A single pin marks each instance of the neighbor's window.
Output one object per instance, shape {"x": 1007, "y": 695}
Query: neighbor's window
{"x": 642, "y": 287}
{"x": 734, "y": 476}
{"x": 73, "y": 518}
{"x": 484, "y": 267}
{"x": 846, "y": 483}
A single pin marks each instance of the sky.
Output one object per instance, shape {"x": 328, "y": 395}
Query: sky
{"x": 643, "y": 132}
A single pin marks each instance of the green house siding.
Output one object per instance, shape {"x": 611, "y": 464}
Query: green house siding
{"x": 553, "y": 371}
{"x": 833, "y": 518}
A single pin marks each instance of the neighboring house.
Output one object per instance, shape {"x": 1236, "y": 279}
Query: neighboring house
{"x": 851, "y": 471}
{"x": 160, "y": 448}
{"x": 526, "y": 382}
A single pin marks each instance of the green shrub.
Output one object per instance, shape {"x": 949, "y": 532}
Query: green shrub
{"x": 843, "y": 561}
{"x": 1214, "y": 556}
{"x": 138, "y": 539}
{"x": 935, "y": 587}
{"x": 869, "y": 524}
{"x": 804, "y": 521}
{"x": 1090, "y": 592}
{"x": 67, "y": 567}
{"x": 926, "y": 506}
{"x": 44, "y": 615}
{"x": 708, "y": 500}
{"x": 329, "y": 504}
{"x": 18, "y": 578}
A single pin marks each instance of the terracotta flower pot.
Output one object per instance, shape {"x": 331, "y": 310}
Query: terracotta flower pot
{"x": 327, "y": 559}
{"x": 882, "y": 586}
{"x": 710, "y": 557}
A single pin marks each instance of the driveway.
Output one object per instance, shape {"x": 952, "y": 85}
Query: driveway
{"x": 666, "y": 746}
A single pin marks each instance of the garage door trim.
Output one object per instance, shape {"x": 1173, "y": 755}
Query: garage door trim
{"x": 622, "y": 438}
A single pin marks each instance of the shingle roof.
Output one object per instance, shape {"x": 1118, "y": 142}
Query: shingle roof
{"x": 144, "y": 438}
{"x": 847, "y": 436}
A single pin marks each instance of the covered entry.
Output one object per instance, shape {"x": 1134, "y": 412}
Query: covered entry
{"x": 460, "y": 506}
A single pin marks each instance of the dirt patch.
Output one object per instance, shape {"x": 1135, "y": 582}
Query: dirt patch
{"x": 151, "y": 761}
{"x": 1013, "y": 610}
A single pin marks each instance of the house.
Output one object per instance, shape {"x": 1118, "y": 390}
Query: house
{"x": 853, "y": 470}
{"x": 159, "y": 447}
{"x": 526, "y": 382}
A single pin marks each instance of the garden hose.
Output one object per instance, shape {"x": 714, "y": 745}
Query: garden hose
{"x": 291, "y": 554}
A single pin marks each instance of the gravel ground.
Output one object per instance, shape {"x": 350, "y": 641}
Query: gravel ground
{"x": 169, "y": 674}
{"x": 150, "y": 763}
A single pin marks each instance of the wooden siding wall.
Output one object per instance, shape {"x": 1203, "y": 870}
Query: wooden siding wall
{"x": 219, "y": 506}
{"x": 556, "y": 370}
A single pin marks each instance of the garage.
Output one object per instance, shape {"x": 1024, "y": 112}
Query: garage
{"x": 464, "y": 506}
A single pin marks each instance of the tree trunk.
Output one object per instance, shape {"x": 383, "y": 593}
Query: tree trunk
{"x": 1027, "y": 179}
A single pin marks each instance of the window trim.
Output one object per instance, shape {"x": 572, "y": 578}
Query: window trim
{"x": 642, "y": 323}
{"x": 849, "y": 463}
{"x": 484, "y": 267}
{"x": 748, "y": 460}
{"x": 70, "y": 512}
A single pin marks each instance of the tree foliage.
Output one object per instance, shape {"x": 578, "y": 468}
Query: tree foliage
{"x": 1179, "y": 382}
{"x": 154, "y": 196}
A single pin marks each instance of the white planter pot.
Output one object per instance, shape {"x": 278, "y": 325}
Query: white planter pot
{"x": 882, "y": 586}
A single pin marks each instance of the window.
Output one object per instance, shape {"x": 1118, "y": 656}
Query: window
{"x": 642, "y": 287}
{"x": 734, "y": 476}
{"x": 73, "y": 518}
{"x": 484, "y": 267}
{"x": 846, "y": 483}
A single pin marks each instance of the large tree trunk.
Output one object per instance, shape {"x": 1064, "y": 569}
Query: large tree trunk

= OBJECTIF DE LA TÂCHE =
Extrayez des données, sans rien modifier, les lignes qui vont de celle contenant « A single pin marks each instance of the large » jusqu'à la dernière ligne des données, ces deux lignes comprises.

= RÉPONSE ATTENDUE =
A single pin marks each instance of the large tree trunk.
Output one object per instance, shape {"x": 1064, "y": 569}
Query: large tree trunk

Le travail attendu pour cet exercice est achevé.